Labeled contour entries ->

───

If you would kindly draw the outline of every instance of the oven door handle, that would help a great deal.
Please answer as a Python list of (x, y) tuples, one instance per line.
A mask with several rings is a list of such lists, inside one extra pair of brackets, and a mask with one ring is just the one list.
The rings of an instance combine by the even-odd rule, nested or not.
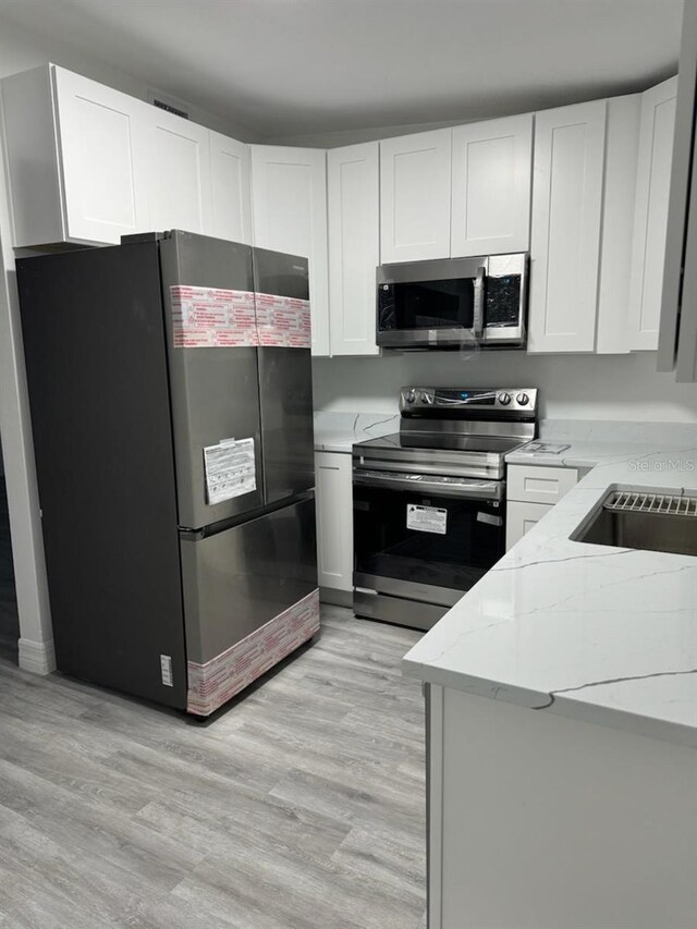
[(390, 472), (354, 470), (353, 482), (356, 487), (377, 487), (383, 490), (411, 490), (414, 493), (429, 493), (432, 497), (460, 497), (470, 500), (502, 500), (505, 492), (503, 480), (458, 480), (456, 484), (441, 484), (429, 480), (427, 475), (415, 475), (419, 480), (408, 477), (395, 477)]
[(484, 278), (487, 273), (487, 269), (484, 265), (480, 265), (477, 268), (477, 277), (474, 282), (474, 297), (475, 297), (475, 308), (474, 308), (474, 323), (473, 323), (473, 335), (475, 340), (479, 341), (484, 335)]

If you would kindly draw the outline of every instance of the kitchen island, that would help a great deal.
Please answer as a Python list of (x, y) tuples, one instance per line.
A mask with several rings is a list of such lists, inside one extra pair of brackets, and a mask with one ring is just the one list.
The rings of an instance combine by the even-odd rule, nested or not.
[(571, 538), (615, 488), (697, 494), (697, 448), (610, 457), (404, 659), (430, 929), (697, 926), (697, 558)]

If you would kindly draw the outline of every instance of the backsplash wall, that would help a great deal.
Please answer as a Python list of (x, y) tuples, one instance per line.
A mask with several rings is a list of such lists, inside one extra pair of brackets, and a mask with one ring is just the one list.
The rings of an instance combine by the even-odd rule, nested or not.
[(546, 419), (697, 423), (697, 386), (656, 371), (656, 353), (416, 352), (313, 359), (315, 408), (396, 411), (405, 384), (537, 387)]

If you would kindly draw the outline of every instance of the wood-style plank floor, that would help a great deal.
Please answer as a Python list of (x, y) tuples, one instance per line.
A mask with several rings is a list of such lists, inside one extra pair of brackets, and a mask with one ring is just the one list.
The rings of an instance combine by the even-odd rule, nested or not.
[(1, 929), (425, 926), (419, 634), (322, 621), (205, 724), (0, 658)]

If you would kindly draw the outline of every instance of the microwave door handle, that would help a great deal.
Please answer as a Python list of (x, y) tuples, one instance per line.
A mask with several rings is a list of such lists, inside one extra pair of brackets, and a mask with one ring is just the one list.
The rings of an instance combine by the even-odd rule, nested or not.
[(476, 341), (479, 341), (484, 335), (484, 277), (487, 269), (484, 265), (477, 268), (477, 277), (475, 278), (475, 318), (473, 325), (473, 335)]

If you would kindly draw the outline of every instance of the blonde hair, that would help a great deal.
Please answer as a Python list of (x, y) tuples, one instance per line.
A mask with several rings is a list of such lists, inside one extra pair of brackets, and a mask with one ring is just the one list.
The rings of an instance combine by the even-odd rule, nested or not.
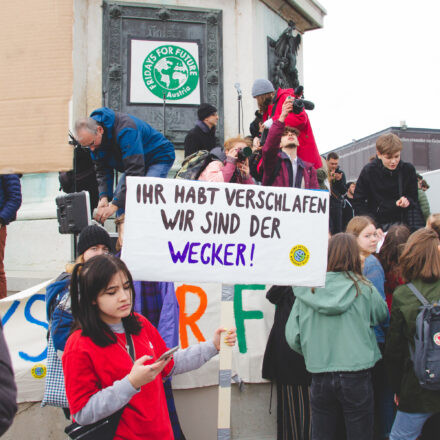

───

What needs to be done -> Reproduce all of the records above verbatim, leaving the pictures out.

Correct result ->
If you would kindly draw the outline of every instance of the oven door handle, that would help a great deal.
Please answer as a Python list of (x, y) tuples, one instance per line.
A mask with several rings is a list of such lists, inside one extra pair of brackets, and a mask with one ring is just the one list.
The rings of an instance combine by the even-odd rule, nested or not.
[(390, 472), (354, 470), (353, 482), (356, 487), (377, 487), (383, 490), (411, 490), (414, 493), (429, 493), (432, 497), (460, 497), (470, 500), (502, 500), (505, 492), (503, 480), (458, 480), (456, 484), (441, 484), (429, 480), (427, 475), (415, 475), (419, 480), (408, 477), (395, 477)]
[(484, 278), (487, 273), (487, 269), (484, 265), (480, 265), (477, 268), (477, 277), (474, 282), (474, 297), (475, 297), (475, 308), (474, 308), (474, 323), (473, 323), (473, 335), (475, 340), (479, 341), (484, 335)]

If you would kindly draw the outline of every instance of the kitchen island, that would help a great deal.
Please answer as a Python list of (x, y) tuples, one instance per line.
A mask with several rings is a list of such lists, inside one extra pair of brackets, and a mask with one ring is just the one list.
The rings of an instance combine by the even-odd rule, nested or not.
[(571, 538), (615, 488), (697, 494), (697, 448), (610, 457), (404, 659), (430, 929), (697, 926), (697, 558)]

If you would kindly draw the outline of every instance of the backsplash wall, that would help a great deal.
Please answer as a Python list of (x, y) tuples, one instance per line.
A mask with several rings is a list of such lists, inside one extra pair of brackets, and a mask with one ring is just the one list.
The rings of an instance combine by the even-odd rule, nested or not.
[(546, 419), (697, 423), (697, 386), (656, 371), (656, 353), (416, 352), (313, 359), (315, 408), (396, 411), (405, 384), (537, 387)]

If you would kindly draw the outline of every instance of the wood-style plank floor, that would help a great deal.
Please answer as a Python list of (x, y) tuples, one instance per line.
A mask with several rings is a list of such lists, inside one extra pair of brackets, and a mask with one ring is just the one list.
The rings of an instance combine by the even-odd rule, nested or not.
[(1, 929), (425, 926), (419, 634), (322, 621), (205, 724), (0, 658)]

If you would kindly draw the outline of every instance of the microwave door handle, that would help a great deal.
Please answer as a Python list of (x, y) tuples, one instance per line.
A mask with several rings is a list of such lists, inside one extra pair of brackets, and a mask with one ring is just the one list.
The rings of an instance combine by the even-odd rule, nested or not.
[(476, 341), (479, 341), (484, 335), (484, 277), (487, 269), (484, 265), (477, 268), (477, 277), (475, 278), (475, 318), (473, 325), (473, 335)]

If you would kindly draw the outline of every instance of the blonde hair, that would help a great deal.
Please answer as a Python list of (x, y) tuples, one instance per line.
A mask with several rings is a list of such lists, inside one extra pair of brackets, and a mask with one ring is just the one list.
The rings of an instance combine by the even-odd rule, nested or not.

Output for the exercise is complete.